### AUFGABEN
**1.** Geben Sie aus dem Auszug zur unwirksamen Kündigung den Abschnitt zwischen „06. November 2025“ und „die Kündigung unwirksam.“, beide einschließlich, wortgetreu wieder.
**2.** Prüfen Sie anhand des Auszugs zur unwirksamen Kündigung, ob die folgenden Aussagen zutreffen: (a) Eine Kündigung per E-Mail ist wirksam. (b) In Betrieben mit Betriebsrat ist dieser vor jeder Kündigung anzuhören. (c) In Kleinbetrieben mit bis zu 10 Mitarbeitern findet das KSchG Anwendung. Beantworten Sie jede Aussage mit Ja oder Nein, und zitieren Sie die entscheidende Stelle wörtlich.

### BEREITGESTELLTER AUSZUG
☆ ☆ ☆ ☆

Unwirksame Kündigung nach Kündigungsschutzklage – Folgen für Arbeitnehmer und Arbeitgeber

06. November 2025 -

Gründe für eine unwirksame Kündigung

Nicht jede Kündigung beendet ein Arbeitsverhältnis wirksam. Eine Kündigung ist unwirksam, wenn der Arbeitgeber beim Ausspruch gegen wichtige gesetzliche Vorgaben verstößt. Typische Beispiele sind Formfehler oder fehlende Kündigungsgründe:

  • Formmängel: Eine Kündigung muss schriftlich auf Papier mit Original-Unterschrift erfolgen (§ 623 BGB). Kündigungen per E-Mail, Fax oder mündlich sind nichtig. Auch muss der richtige Vertretungsberechtigte (z. B. Geschäftsführer bei einer GmbH) unterschreiben – eine falsche Unterschrift macht die Kündigung unwirksam.
  • Verfahrensfehler: In Betrieben mit Betriebsrat ist dieser vor jeder Kündigung anzuhören (§ 102 BetrVG). Unterlässt der Arbeitgeber die Anhörung, ist die Kündigung rechtlich unwirksam.
  • Kein Kündigungsgrund nach KSchG: Greift das Kündigungsschutzgesetz (KSchG) – also in Betrieben mit mehr als 10 Arbeitnehmern und bei Beschäftigung länger als 6 Monate – muss jede ordentliche Kündigung sozial gerechtfertigt sein (§ 1 KSchG). Fehlt ein ausreichender Kündigungsgrund (betriebs-, verhaltens- oder personenbedingt), ist die Kündigung sozial ungerechtfertigt und damit unwirksam. In Kleinbetrieben (bis 10 Mitarbeiter) oder während der ersten 6 Monate findet das KSchG zwar keine Anwendung, doch auch hier darf eine Kündigung nicht willkürlich oder diskriminierend erfolgen.

☆ ☆ ☆ ☆

### ENTNOMMENES MATERIAL
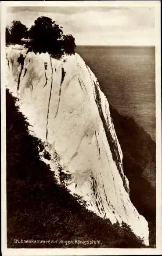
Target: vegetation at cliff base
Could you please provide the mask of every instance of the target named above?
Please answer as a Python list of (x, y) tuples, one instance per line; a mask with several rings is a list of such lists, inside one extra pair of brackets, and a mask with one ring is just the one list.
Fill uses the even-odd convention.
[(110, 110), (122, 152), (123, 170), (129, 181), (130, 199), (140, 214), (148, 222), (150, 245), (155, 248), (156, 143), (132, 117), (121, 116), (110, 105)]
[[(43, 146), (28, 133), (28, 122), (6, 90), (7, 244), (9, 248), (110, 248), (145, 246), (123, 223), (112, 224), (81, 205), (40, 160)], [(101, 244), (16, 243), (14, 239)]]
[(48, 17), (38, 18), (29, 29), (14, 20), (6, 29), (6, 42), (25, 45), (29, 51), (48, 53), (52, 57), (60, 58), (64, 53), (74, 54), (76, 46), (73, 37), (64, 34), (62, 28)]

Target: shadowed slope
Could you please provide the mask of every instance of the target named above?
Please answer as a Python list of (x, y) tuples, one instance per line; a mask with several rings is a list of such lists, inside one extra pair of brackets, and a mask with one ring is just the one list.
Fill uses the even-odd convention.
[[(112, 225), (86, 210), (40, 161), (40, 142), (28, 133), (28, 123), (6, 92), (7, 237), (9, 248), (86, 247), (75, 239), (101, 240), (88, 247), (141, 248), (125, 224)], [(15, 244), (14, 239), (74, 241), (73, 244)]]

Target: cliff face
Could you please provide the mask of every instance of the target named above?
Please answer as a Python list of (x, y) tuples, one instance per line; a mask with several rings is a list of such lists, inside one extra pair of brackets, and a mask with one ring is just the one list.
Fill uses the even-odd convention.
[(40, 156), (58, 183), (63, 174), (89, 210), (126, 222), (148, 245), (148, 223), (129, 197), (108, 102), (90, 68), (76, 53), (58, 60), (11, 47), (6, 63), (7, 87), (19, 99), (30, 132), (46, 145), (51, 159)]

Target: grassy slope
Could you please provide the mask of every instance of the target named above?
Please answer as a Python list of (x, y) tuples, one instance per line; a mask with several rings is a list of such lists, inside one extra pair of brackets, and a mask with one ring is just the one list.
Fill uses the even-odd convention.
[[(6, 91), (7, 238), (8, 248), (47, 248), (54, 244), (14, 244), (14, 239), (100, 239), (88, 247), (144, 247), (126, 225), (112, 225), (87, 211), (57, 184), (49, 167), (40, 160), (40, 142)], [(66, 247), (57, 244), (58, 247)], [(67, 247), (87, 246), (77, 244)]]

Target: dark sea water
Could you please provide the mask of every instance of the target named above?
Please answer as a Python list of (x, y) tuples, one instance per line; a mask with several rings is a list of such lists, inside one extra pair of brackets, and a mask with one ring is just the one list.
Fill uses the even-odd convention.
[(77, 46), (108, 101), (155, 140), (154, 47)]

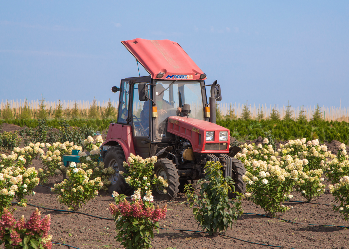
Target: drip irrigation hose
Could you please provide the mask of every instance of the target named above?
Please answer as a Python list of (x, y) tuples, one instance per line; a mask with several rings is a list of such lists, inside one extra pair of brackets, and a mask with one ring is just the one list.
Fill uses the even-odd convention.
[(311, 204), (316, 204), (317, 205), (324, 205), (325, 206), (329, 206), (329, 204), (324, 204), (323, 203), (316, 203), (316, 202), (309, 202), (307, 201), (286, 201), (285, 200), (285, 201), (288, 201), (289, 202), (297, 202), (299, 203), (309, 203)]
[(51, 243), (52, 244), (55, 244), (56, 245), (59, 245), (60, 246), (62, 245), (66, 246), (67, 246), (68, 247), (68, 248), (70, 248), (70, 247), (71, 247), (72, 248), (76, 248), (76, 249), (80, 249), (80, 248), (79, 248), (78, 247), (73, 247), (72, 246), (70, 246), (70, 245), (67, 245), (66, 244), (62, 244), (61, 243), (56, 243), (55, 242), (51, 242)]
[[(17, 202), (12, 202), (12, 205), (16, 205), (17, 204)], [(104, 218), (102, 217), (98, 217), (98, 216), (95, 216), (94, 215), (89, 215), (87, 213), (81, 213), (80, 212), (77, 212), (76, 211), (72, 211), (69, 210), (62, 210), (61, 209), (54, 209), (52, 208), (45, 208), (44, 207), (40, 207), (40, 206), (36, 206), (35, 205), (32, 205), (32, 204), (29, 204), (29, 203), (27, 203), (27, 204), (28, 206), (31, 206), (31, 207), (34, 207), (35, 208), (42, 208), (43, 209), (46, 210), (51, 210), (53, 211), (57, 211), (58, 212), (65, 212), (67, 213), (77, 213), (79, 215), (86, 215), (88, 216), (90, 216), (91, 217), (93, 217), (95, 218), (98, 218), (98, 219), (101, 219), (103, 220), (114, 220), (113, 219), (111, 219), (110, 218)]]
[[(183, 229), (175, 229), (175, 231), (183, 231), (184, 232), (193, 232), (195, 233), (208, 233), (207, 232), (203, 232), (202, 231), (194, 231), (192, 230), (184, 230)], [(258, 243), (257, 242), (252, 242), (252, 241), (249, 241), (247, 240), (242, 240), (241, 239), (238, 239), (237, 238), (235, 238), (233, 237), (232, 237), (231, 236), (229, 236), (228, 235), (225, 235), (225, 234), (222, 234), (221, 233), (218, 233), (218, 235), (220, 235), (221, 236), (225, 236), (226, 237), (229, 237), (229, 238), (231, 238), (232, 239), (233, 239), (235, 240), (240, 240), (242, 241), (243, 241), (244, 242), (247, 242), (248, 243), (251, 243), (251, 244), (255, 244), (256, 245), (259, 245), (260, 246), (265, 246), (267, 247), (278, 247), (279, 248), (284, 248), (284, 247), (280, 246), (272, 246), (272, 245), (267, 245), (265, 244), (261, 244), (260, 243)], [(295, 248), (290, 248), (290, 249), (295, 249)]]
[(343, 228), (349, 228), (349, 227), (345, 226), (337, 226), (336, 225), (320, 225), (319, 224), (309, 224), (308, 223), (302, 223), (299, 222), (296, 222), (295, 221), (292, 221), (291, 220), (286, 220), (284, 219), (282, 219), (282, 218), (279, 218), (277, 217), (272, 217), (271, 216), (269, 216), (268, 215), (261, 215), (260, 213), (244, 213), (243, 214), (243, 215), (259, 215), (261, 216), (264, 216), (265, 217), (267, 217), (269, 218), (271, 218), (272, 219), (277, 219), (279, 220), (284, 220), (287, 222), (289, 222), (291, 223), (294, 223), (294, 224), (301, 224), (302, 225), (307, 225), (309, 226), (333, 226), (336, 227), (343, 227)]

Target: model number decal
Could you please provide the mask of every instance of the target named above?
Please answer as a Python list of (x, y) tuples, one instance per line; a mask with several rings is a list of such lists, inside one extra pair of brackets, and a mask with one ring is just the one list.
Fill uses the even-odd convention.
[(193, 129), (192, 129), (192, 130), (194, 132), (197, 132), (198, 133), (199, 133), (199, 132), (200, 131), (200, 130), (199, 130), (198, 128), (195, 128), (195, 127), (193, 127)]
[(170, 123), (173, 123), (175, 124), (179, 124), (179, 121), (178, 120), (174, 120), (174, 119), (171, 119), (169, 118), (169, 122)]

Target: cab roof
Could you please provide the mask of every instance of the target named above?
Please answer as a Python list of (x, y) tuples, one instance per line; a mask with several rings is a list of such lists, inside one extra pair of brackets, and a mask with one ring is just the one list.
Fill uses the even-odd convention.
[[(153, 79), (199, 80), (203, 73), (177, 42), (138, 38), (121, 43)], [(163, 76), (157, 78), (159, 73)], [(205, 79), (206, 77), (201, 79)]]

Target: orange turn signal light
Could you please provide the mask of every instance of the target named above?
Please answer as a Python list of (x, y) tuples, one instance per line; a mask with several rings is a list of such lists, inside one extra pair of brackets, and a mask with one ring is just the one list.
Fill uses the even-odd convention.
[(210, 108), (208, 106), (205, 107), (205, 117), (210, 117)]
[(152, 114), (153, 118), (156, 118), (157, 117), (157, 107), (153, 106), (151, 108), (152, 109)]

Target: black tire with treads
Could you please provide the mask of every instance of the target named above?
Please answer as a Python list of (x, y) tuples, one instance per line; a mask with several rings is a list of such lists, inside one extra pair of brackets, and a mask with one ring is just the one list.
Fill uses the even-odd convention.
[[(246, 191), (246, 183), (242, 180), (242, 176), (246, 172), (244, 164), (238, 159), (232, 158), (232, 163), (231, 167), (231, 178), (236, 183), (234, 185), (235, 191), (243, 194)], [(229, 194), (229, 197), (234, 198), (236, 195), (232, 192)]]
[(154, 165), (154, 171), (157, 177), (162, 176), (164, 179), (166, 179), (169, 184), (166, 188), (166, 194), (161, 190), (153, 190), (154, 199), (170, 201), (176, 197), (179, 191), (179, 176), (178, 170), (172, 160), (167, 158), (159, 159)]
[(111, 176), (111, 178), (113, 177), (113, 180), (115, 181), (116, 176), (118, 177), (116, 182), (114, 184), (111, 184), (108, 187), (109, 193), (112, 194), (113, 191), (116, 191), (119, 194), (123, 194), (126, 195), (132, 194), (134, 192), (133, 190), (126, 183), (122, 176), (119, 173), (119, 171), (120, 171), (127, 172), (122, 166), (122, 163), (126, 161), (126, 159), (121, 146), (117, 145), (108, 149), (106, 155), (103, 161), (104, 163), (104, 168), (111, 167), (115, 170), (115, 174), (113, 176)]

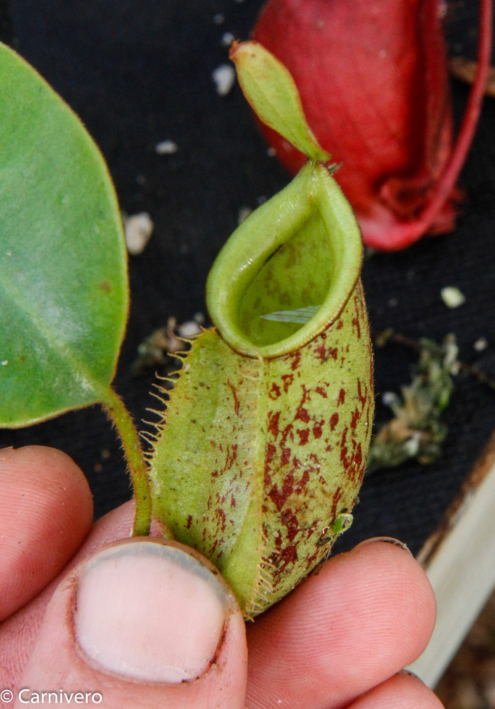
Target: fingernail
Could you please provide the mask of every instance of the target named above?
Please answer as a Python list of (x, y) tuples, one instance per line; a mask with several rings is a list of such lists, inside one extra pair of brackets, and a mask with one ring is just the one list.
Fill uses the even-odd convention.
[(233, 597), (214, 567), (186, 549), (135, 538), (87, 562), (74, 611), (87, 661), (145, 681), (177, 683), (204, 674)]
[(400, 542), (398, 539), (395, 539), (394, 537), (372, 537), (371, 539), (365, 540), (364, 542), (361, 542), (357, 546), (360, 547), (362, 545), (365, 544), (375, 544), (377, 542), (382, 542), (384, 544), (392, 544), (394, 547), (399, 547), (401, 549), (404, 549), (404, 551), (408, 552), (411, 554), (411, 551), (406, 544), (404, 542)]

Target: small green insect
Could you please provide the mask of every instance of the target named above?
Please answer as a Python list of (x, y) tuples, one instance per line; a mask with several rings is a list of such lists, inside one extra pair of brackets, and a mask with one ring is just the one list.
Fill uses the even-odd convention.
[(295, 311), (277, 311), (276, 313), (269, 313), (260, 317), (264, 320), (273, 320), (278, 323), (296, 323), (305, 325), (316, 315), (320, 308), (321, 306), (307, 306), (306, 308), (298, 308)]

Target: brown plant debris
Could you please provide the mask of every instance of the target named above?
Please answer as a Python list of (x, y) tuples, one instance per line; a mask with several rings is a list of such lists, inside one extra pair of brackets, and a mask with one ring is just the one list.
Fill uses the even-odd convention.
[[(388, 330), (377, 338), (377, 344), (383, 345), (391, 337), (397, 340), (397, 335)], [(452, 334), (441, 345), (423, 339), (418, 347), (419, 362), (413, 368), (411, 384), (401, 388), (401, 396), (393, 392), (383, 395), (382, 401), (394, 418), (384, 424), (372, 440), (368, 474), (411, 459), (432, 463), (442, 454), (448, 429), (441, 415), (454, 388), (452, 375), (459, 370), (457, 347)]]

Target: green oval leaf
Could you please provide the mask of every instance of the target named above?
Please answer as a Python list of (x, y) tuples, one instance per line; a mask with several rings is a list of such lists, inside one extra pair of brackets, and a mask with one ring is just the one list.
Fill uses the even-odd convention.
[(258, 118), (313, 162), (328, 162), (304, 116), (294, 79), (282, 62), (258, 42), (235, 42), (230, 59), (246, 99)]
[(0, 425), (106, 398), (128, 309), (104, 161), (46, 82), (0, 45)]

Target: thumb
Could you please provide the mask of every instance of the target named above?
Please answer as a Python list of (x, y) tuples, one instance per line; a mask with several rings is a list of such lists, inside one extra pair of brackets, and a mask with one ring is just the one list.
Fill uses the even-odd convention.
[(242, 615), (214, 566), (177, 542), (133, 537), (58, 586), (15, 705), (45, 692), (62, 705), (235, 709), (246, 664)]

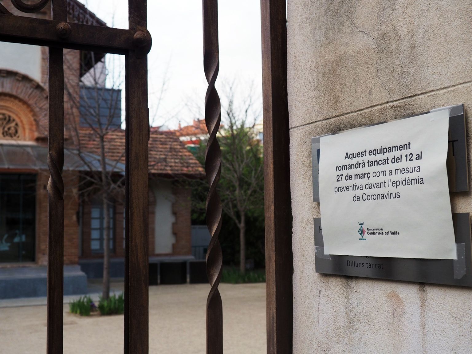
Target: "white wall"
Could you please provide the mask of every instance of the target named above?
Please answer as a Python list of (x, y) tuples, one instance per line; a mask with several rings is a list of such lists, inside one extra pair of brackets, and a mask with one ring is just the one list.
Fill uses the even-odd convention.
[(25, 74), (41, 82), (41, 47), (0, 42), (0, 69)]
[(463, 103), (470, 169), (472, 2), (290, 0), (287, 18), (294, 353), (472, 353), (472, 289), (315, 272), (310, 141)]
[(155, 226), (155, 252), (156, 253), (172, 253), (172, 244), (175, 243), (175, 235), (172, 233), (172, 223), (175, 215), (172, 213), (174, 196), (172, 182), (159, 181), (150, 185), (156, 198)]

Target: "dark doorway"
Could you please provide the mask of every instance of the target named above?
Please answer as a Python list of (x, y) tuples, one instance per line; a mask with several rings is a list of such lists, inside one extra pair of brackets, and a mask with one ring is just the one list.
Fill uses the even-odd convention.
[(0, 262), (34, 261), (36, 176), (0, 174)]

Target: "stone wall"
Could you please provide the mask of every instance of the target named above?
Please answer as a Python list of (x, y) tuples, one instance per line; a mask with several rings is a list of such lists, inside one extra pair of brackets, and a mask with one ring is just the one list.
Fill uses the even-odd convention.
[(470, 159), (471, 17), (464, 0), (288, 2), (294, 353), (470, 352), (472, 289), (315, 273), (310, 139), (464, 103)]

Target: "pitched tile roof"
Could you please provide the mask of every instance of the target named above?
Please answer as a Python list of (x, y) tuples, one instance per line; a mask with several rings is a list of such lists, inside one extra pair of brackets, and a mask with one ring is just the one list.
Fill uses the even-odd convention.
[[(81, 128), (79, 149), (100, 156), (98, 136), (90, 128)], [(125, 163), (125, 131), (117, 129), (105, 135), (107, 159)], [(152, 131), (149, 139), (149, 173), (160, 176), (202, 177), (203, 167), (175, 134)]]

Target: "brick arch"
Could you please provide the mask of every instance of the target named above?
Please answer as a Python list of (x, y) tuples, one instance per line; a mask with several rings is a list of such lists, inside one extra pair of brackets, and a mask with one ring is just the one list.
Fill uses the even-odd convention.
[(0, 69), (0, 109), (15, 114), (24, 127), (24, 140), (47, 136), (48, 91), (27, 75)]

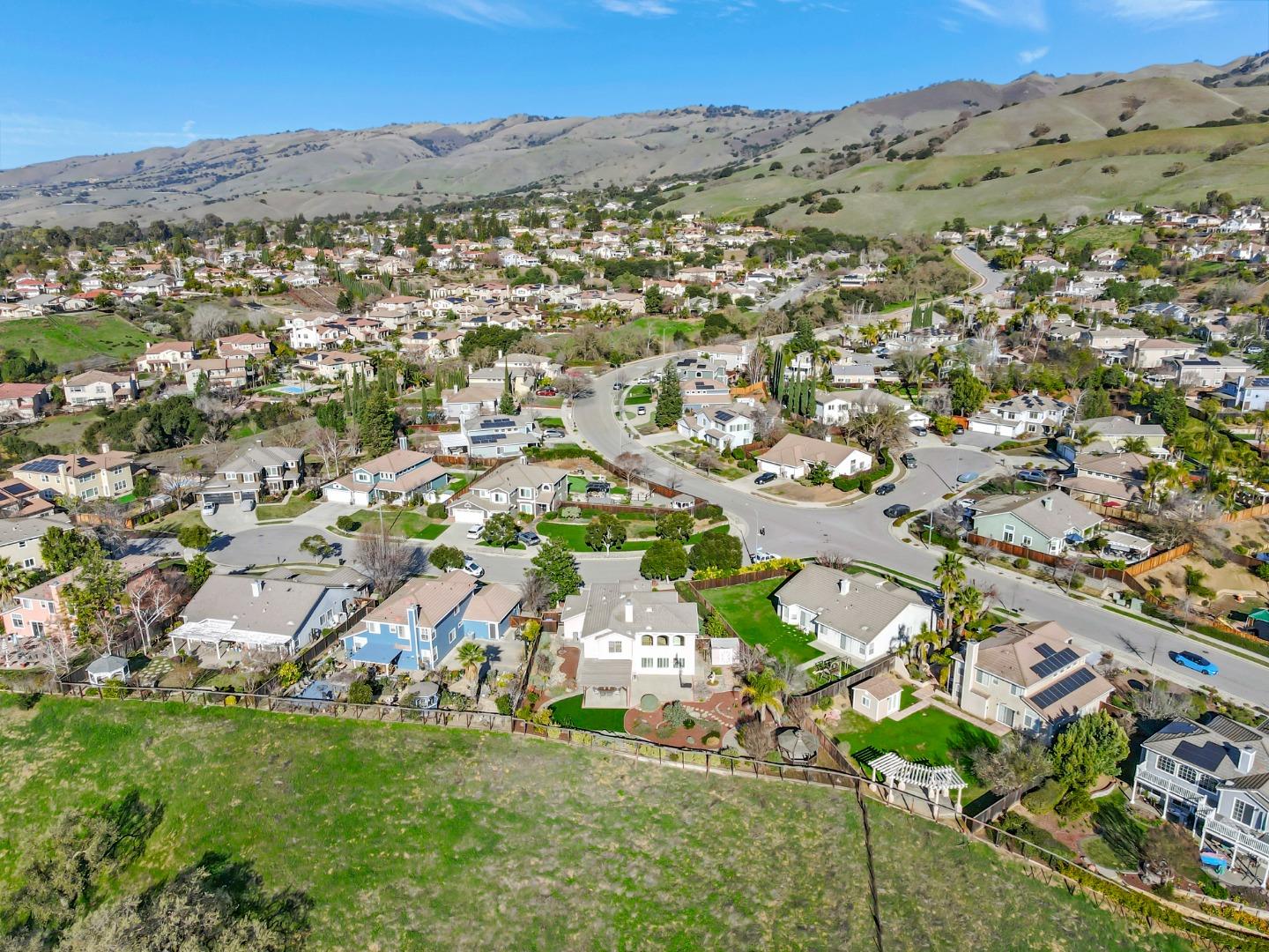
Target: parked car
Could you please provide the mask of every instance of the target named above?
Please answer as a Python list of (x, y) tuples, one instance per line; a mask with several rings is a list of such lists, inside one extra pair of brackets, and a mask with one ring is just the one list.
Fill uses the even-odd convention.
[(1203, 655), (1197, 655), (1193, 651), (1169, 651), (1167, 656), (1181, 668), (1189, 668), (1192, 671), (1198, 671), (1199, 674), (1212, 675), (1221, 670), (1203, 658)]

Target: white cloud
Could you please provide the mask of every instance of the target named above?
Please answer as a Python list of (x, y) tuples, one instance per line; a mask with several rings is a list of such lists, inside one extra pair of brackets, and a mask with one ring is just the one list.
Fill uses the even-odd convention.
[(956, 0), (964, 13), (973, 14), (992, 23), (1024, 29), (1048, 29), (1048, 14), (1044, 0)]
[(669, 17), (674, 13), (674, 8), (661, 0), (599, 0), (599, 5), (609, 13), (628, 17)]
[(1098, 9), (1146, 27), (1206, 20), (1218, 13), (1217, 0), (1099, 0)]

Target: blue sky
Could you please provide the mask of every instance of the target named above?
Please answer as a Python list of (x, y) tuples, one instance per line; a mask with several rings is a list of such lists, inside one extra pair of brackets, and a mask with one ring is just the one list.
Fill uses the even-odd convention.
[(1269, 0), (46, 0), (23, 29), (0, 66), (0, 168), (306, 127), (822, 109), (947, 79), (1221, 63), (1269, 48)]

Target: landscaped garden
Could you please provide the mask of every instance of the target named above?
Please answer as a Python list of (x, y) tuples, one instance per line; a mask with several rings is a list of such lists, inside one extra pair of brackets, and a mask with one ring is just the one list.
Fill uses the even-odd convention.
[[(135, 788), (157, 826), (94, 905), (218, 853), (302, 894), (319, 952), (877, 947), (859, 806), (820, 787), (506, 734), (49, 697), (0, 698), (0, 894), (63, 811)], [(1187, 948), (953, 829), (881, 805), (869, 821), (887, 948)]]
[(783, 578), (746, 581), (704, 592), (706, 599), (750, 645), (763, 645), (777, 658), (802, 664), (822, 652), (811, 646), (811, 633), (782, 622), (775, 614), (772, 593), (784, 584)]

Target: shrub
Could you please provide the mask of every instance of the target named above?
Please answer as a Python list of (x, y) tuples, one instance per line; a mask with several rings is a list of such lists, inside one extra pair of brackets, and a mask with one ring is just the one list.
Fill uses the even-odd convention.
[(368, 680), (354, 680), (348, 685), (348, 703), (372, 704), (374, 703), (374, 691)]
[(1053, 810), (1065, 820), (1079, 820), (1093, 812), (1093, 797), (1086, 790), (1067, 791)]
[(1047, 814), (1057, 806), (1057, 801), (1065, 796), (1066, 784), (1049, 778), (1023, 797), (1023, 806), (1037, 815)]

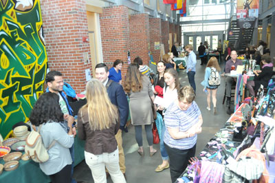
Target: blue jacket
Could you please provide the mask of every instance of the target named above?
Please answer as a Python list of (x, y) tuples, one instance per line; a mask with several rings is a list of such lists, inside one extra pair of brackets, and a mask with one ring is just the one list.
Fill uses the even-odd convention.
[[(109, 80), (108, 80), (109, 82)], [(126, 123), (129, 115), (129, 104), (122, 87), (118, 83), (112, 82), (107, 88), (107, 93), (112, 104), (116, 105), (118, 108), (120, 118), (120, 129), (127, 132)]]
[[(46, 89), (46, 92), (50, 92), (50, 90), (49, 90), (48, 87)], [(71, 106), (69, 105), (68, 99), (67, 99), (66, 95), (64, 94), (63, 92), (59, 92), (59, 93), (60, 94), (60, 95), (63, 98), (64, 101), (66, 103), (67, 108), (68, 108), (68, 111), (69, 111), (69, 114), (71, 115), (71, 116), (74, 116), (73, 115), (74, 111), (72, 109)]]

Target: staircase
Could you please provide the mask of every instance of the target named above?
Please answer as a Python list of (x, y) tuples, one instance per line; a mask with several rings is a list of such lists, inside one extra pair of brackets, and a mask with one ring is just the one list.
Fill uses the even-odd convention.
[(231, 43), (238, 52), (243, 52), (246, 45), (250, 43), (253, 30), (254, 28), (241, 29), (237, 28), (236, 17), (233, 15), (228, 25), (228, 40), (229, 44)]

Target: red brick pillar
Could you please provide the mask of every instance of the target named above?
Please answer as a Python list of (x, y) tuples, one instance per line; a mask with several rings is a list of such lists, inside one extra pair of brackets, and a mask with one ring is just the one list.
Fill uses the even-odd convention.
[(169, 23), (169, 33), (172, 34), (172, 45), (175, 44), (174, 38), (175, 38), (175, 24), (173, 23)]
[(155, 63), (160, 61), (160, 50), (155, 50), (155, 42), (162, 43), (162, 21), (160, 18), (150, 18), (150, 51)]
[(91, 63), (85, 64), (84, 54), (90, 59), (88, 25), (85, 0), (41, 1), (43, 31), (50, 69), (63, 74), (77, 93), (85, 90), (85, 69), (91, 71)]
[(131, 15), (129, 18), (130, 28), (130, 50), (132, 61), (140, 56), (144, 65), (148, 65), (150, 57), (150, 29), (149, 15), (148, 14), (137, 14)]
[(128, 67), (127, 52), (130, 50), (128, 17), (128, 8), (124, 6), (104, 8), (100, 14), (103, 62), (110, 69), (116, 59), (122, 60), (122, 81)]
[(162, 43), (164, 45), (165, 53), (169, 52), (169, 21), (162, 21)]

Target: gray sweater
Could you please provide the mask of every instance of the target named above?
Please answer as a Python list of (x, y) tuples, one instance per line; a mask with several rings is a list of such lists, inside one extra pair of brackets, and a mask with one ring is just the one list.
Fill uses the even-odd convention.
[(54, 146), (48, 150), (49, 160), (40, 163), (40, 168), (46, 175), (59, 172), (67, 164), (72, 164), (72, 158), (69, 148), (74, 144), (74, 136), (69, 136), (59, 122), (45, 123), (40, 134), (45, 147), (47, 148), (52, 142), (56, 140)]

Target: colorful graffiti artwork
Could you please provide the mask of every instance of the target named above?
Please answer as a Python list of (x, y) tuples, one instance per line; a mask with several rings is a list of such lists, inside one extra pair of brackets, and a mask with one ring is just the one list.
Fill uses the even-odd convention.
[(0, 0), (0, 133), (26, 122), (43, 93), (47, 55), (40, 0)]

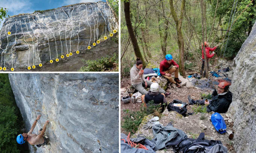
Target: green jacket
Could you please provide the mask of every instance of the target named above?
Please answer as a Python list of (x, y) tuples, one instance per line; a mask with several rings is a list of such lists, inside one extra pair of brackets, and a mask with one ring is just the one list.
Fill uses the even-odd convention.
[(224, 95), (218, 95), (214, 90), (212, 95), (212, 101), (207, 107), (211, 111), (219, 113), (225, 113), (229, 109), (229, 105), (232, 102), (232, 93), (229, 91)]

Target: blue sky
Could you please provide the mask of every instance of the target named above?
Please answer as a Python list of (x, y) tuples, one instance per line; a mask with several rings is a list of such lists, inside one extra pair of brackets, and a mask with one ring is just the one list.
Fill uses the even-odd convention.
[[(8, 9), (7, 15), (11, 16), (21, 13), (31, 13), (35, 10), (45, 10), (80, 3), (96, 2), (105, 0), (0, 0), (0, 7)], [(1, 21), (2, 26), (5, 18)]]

☆ ☆ ☆ ☆

### ANTWORTEN JE AUFGABE
**1.**
06. November 2025 -

Gründe für eine unwirksame Kündigung

Nicht jede Kündigung beendet ein Arbeitsverhältnis wirksam. Eine Kündigung ist unwirksam, wenn der Arbeitgeber beim Ausspruch gegen wichtige gesetzliche Vorgaben verstößt. Typische Beispiele sind Formfehler oder fehlende Kündigungsgründe:

  • Formmängel: Eine Kündigung muss schriftlich auf Papier mit Original-Unterschrift erfolgen (§ 623 BGB). Kündigungen per E-Mail, Fax oder mündlich sind nichtig. Auch muss der richtige Vertretungsberechtigte (z. B. Geschäftsführer bei einer GmbH) unterschreiben – eine falsche Unterschrift macht die Kündigung unwirksam.

**2.**
(a) Nein: „Kündigungen per E-Mail, Fax oder mündlich sind nichtig.“
(b) Ja: „In Betrieben mit Betriebsrat ist dieser vor jeder Kündigung anzuhören (§ 102 BetrVG).“
(c) Nein: „In Kleinbetrieben (bis 10 Mitarbeiter) oder während der ersten 6 Monate findet das KSchG zwar keine Anwendung“